>> begin Exercise materials

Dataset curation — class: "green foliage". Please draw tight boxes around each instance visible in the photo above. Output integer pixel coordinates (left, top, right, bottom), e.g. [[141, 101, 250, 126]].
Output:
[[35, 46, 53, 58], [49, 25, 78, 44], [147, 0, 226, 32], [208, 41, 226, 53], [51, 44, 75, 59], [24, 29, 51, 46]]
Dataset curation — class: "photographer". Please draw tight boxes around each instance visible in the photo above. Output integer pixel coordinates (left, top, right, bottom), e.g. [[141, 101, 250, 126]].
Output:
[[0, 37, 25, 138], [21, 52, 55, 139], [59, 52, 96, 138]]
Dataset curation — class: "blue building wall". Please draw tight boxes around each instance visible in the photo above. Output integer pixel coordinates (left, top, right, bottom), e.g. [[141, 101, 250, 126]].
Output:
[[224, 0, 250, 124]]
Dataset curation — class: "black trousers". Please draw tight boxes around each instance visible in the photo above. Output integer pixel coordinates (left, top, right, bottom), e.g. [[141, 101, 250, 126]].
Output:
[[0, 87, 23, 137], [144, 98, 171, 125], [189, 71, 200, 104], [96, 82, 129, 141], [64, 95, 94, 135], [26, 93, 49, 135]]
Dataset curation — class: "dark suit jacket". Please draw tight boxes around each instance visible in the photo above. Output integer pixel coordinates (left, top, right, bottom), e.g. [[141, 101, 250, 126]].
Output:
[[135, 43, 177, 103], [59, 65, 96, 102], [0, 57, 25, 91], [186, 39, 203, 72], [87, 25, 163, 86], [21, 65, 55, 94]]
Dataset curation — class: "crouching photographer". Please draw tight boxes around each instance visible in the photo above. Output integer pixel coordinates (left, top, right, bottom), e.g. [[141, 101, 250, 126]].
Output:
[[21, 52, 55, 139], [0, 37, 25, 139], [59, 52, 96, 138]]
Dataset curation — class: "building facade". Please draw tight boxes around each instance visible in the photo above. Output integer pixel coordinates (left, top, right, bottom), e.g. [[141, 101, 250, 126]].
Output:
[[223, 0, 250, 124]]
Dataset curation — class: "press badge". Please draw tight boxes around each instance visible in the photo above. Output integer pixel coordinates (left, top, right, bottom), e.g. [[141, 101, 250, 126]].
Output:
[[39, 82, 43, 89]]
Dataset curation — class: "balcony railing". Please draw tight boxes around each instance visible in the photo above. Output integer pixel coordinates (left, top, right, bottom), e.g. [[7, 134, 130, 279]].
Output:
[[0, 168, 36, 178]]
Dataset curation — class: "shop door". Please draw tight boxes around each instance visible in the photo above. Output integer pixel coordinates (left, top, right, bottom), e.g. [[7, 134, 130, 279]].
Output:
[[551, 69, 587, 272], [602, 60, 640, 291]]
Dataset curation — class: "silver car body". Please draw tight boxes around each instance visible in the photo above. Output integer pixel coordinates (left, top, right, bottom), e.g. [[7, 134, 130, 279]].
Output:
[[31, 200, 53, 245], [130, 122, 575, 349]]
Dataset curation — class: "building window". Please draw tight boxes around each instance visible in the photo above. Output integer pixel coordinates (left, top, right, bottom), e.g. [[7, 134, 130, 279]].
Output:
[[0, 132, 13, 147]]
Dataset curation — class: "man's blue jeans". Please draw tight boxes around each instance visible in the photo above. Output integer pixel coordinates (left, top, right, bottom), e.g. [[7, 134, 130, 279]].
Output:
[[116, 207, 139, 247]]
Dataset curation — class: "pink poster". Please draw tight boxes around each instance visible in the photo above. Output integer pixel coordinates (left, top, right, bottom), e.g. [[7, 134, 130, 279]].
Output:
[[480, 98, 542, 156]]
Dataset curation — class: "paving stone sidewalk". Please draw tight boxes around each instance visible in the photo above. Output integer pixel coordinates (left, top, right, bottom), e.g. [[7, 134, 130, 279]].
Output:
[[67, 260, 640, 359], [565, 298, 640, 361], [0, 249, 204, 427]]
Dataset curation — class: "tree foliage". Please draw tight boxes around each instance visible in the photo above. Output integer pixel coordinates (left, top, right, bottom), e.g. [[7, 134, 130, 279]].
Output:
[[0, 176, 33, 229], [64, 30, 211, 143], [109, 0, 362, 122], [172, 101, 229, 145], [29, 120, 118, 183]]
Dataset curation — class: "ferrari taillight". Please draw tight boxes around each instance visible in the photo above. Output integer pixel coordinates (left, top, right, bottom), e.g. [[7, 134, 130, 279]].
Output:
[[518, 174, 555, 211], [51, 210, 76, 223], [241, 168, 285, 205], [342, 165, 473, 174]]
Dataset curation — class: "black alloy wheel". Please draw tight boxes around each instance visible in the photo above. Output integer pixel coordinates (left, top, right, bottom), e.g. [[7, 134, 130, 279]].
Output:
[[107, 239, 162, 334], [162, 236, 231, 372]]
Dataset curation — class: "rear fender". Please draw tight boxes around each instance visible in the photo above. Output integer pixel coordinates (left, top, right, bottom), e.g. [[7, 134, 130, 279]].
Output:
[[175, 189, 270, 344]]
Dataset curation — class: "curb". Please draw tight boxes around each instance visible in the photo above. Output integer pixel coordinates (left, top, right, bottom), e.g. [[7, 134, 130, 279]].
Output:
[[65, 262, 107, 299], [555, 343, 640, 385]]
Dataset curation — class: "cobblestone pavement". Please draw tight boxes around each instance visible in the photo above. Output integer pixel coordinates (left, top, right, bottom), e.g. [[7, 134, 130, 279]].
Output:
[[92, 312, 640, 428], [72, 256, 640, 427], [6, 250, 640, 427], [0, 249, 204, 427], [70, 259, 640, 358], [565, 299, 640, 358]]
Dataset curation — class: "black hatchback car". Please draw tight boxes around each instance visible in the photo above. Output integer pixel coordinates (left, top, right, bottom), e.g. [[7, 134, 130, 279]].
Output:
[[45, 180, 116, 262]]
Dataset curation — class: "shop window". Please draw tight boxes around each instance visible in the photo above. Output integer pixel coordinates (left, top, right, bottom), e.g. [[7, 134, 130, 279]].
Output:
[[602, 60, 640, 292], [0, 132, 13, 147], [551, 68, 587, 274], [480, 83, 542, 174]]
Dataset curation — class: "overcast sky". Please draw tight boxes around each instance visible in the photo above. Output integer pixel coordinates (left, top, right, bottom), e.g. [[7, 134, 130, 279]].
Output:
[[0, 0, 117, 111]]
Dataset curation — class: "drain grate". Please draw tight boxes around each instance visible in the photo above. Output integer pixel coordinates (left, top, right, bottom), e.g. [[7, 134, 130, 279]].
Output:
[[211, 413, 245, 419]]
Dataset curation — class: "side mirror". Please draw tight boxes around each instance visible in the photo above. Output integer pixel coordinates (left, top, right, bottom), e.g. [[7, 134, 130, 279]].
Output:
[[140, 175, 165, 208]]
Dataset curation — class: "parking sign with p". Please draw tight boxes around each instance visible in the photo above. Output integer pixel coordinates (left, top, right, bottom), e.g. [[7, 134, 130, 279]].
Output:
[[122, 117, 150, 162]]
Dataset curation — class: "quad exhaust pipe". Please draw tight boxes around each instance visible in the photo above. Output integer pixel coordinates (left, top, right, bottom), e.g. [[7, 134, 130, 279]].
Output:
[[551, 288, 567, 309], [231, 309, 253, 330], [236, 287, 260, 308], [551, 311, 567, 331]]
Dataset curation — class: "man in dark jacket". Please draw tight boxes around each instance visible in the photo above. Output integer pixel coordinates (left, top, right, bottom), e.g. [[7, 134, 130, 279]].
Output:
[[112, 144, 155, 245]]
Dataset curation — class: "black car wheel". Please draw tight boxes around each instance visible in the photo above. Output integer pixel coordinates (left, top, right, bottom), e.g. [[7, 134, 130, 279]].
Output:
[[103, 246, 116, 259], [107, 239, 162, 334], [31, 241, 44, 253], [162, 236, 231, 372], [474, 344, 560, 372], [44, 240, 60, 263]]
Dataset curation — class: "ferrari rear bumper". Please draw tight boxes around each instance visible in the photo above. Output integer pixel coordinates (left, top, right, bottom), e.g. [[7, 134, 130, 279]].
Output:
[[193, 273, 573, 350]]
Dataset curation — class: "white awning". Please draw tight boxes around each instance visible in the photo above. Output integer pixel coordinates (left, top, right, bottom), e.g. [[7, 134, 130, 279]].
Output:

>> end Exercise materials

### What the task requires
From the entries above, pull out every line containing the word "black".

### Solved exercise
Dataset curation — class: "black trousers". Please draw tight boxes around each instance visible in the photo above. Output integer pixel coordinates (left, top, right, bottom), e.g. [[141, 101, 250, 126]].
Dataset curation — class: "black alloy wheel". Please draw tight boxes around each instance visible in the photo above. Output integer pixel coordinates (left, top, right, bottom), e.g. [[7, 134, 130, 279]].
Dataset curation — class: "black hatchback car". Please draw tight boxes around each instance visible in the photo above. Output integer pixel coordinates (left, top, right, bottom), e.g. [[7, 134, 130, 279]].
Dataset curation — class: "black car wheel". Please draw tight boxes around each instance visible in the photo above. Output integer pixel coordinates (left, top, right, bottom), e.g. [[7, 134, 130, 279]].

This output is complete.